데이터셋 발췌

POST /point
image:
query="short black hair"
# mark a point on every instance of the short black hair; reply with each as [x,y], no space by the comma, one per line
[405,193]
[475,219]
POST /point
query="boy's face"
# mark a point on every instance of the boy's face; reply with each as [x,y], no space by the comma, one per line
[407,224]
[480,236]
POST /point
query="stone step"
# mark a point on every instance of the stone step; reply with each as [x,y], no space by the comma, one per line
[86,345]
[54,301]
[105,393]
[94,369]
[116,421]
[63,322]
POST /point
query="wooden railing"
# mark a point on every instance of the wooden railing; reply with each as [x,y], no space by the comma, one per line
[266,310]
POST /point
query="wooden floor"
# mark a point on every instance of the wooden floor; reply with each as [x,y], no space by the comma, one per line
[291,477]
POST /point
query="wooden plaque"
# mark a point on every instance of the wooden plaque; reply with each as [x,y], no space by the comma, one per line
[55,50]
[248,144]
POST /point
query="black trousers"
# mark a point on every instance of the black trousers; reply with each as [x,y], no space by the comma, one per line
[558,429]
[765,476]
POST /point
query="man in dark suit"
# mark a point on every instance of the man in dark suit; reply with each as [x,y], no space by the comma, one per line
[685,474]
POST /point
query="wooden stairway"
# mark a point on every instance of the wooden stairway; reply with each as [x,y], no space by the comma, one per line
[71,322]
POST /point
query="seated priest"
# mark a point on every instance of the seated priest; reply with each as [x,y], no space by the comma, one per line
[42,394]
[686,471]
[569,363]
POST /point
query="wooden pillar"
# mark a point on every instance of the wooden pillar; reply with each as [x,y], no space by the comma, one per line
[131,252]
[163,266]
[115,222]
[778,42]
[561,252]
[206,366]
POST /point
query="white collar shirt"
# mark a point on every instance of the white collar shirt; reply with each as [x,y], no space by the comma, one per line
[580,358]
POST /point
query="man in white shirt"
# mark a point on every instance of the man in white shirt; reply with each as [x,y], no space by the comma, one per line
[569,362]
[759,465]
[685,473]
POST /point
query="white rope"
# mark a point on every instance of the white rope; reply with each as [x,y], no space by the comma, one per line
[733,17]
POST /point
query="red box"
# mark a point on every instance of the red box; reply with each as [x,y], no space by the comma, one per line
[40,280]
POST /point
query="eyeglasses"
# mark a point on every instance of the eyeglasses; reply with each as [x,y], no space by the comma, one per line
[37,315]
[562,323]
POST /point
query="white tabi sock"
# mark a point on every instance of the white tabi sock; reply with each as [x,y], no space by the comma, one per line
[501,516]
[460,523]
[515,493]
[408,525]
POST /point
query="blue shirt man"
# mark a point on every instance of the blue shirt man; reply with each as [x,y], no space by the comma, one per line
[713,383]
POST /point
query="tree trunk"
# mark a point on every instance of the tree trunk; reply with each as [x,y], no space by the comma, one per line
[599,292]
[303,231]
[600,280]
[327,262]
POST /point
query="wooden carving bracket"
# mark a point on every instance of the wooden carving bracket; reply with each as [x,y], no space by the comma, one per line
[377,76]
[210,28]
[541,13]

» **지시 사항**
목록에서 "collar"라는 단어가 들어 있는 줄을 모두 골라 옮겨 적으십시오.

» **문제 풀이**
query="white collar shirt"
# mark a point on every instance of the white collar shirt; reply with each as [x,y], no space by the comma, one per line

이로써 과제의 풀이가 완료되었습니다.